Aufgabe A ::
Mit welchem Befehl lässt sich laut dem Forenthread zu MySQL die mysql-Datenbank wiederherstellen?

Vorliegender Forenthread ::
# Mysql - Datenbank Password für Root überschreiben

## benjamin200

Ich hatte bis vor kurzem Mysql am laufen und konnte über phpmyadmin darauf zugreifen. Über das WEB Interface habe ich die Usergelöscht und kann nun natürlich nicht mehr auf SQL Zugreifen.

Um wieder Access zu erhalten habe ich mysql mit emerge --unmerge mysql vom system entfern und schließlich noch das /etc/mysql Verzeichnis entfernt. Nach dem ich mysql neu installiert hatte besteht das Problem weiterhin. Die User sind weg. Ich bekomme kein Zugriff auf Mysql.

Als Standard waren dort 4 User definiert. Wie kann ich diese wiederherstellen. Selbst unter root habe ich keinen Zugriff auf MYSQL. Ich kann den Dienst nur starten. HILFEEELast edited by benjamin200 on Sat Nov 20, 2004 4:38 pm; edited 3 times in total

----------

## tex

Hi,

bin mir nicht 100% sicher, aber ich habe in Erinnerung, dass man mit mysql_install_db die mysql Datenbank wieder herstellen kann. Es ist dann wieder ein User root vorhanden, ohne Passwort.

Bereitgestellte Datensätze ::
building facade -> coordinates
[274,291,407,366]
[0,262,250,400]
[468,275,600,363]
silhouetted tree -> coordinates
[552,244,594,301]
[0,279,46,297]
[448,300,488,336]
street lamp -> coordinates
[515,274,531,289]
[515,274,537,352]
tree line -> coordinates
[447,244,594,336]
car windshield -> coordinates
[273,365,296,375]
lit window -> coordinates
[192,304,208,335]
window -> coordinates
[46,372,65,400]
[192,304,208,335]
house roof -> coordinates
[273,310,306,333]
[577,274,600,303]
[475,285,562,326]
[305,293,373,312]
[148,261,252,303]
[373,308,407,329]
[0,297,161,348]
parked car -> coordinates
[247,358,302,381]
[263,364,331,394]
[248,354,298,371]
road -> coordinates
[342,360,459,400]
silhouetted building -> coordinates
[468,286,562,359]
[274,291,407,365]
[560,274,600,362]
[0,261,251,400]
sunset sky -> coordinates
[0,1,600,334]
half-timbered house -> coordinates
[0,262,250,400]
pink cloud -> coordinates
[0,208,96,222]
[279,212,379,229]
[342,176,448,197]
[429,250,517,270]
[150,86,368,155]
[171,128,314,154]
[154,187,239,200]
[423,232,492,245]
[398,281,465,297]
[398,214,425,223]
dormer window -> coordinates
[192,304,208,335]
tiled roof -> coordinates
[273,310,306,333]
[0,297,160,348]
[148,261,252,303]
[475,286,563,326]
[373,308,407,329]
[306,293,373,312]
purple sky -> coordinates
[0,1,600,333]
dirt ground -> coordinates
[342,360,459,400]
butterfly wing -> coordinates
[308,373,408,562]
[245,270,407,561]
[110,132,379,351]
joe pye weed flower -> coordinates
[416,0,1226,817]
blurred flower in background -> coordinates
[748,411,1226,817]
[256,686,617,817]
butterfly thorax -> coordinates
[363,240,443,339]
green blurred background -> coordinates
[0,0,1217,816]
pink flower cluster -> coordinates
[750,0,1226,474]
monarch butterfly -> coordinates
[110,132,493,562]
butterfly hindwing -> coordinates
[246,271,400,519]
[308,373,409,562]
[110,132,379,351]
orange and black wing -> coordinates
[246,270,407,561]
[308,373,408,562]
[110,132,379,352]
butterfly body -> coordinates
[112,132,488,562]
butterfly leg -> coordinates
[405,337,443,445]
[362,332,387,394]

Aufgabe B ::
Verschiebe in den Datensätzen jede Zahl der Koordinaten um 50 nach oben, und zwar von der Zeile mit "butterfly hindwing -> coordinates" bis zum Ende der Datensätze, beide Enden eingeschlossen. Gib nur diese Zeilen vollständig wieder aus, auch jene ohne Koordinaten.

Lösung A ::
mysql_install_db

Lösung B ::
butterfly hindwing -> coordinates
[296,321,450,569]
[358,423,459,612]
[160,182,429,401]
orange and black wing -> coordinates
[296,320,457,611]
[358,423,458,612]
[160,182,429,402]
butterfly body -> coordinates
[162,182,538,612]
butterfly leg -> coordinates
[455,387,493,495]
[412,382,437,444]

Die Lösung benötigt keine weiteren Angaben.